**Problem details**
Lines, not repeats, are what count: give the number of lines below that hold "blossom", and nothing more.

**Data supplied**
◆ ◆ ◆ ◆

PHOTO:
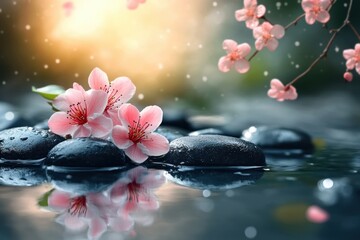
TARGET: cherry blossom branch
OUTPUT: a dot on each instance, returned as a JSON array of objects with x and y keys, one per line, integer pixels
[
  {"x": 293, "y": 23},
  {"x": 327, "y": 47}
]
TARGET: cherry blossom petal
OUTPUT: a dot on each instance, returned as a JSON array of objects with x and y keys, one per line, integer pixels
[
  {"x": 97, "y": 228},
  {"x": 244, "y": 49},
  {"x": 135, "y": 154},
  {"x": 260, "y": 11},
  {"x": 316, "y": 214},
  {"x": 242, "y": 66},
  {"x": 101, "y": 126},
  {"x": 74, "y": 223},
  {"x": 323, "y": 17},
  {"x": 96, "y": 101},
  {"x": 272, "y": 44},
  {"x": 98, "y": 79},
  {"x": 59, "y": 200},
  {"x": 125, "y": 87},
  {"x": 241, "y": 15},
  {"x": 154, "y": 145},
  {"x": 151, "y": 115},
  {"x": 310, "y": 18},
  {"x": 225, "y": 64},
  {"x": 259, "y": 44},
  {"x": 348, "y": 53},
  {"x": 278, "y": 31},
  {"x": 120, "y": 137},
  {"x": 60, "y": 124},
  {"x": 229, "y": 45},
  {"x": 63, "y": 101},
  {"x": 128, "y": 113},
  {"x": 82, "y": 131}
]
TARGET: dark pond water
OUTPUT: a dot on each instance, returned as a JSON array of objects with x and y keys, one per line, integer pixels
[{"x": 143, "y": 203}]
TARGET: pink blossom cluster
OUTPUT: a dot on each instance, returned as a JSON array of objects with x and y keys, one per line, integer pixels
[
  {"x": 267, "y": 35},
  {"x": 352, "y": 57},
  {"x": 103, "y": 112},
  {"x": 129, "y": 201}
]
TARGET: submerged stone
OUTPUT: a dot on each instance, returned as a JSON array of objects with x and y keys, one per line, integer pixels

◆ ◆ ◆ ◆

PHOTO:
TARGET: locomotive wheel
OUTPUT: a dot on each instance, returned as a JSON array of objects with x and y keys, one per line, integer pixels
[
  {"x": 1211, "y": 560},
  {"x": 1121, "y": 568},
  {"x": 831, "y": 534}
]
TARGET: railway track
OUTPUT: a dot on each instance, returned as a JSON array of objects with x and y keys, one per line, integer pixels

◆ ◆ ◆ ◆

**Output of the exercise**
3